= Required tasks =
A: In the article on mothers, daughters, and food, what did the friend's teenage daughter order that made her mother wince?
B: Resume the article on mothers, daughters, and food, picking up after its final sentence.

Mothers, Daughters, Food
For decades moms were told to shut up about about their daughters' weight. But Lee Aitken says in our toxic food culture, it's ok—indeed essential—to care about, and discuss, what they eat.
My friend was distraught when we met for lunch. The night before she had involuntarily, noticeably winced as her teenage daughter ordered a big slice of chocolate mousse cake. The girl was battling extra pounds—there for all to see—yet for her mother to publicly register disapproval, in front of friends, left her humiliated and furious. And now her mother was wracked with guilt because she’d broken a cardinal rule of last-century parenting.
An entire generation of mothers gritted their teeth and remained silent about the bigger bag of chips or the second cupcake or the too-tight shorts.
This rule was summed up in the phrase “fat is a feminist issue.” That could actually mean any number of things, but it became codified as a prohibition against implying, in any way, that weight matters to a girl’s worth or self-esteem. To do so was to promote oppressive, media-driven ideas about body image that would warp your daughter’s sense of self, derail her career ambitions and likely drive her to eating disorders.
So an entire generation of mothers grit their teeth and remained silent about the bigger bag of chips or the second cupcake or the too-tight shorts. (Of course, the girls absorbed extreme weight-consciousness anyway, from peers and popular culture, and developed eating disorders after all.)
Returning to the US after six years in France cured me of that view, and I hope I cured my friend, or at least gave her permission to trust her instincts.

= Input data =
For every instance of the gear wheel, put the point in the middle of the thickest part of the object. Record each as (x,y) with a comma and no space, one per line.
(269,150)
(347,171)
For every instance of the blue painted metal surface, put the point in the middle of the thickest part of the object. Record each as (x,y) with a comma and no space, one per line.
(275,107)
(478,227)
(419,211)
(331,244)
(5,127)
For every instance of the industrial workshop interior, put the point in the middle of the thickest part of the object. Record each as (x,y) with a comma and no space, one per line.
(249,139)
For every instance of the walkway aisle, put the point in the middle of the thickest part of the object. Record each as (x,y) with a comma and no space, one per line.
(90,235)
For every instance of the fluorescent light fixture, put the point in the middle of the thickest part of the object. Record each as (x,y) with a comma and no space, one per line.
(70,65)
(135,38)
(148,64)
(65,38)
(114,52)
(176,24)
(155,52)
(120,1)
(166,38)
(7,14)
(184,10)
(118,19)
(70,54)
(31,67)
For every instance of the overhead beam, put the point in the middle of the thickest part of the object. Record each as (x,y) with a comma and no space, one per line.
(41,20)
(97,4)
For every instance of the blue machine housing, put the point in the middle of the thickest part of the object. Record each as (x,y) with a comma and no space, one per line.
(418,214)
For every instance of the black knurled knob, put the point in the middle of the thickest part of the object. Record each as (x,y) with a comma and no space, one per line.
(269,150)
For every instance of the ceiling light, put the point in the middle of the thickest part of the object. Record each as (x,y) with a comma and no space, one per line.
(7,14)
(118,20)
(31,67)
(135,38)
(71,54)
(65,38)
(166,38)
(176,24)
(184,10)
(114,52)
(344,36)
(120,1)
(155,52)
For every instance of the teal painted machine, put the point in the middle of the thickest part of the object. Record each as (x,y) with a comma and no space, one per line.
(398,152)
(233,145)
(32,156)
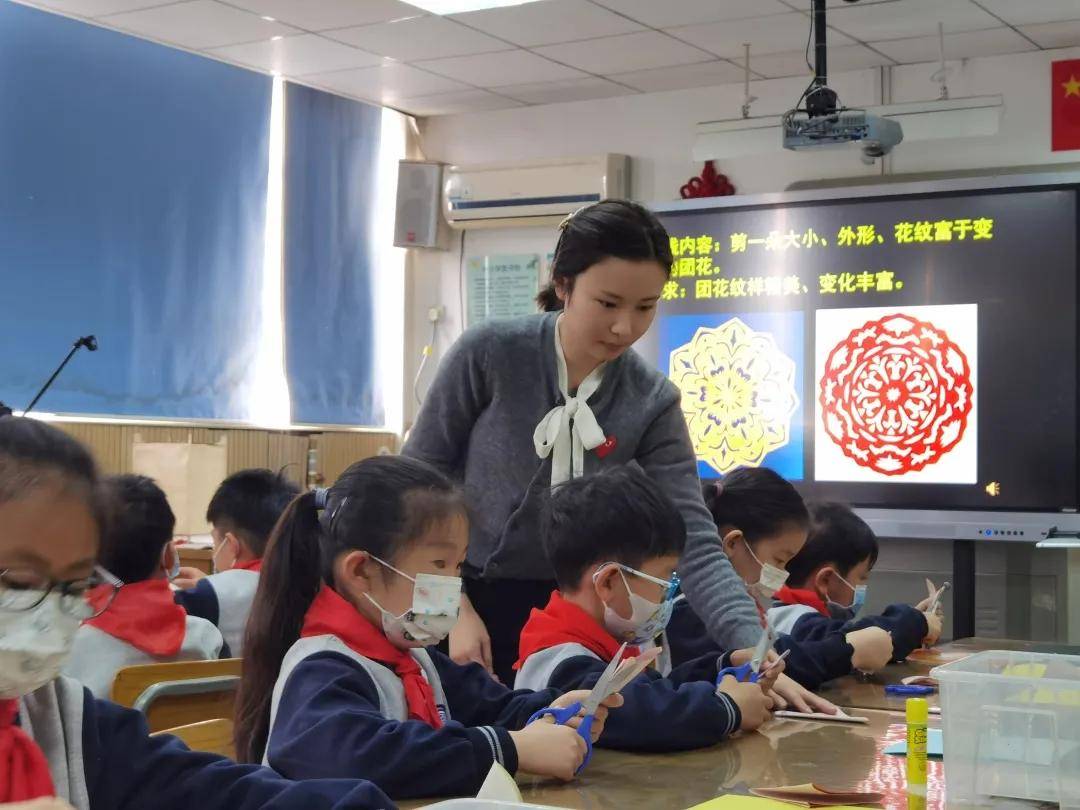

= Response list =
A: She ordered a big slice of chocolate mousse cake.

B:
My attitude now is that “fat is a capitalist issue.” That is, American kids are under attack from a corporate food culture so powerful and toxic that parents should be combating it as ferociously as we would pesticide contamination or the return of Polio.
It’s hard to overstate the shock of coming back to the U.S. from a country where people eat well and don’t get fat, primarily because they eat real food at real meals in reasonable amounts. Americans by contrast are assaulted at every turn by ludicrous portions and fatty, sugary processed concoctions.
Adults can learn to resist these blandishments. Children’s brains are undeveloped in the area of “executive function”—where one weighs immediate impulses against future consequences. So mothers need to push back, undeterred by the risk of being typecast as a domineering Mommy Dearest who doesn’t love her daughter for herself. I was wrong, for example, to hold my tongue about the unhealthy food at my daughter’s boarding school, for fear that it might convey a bad impression of our family dynamic.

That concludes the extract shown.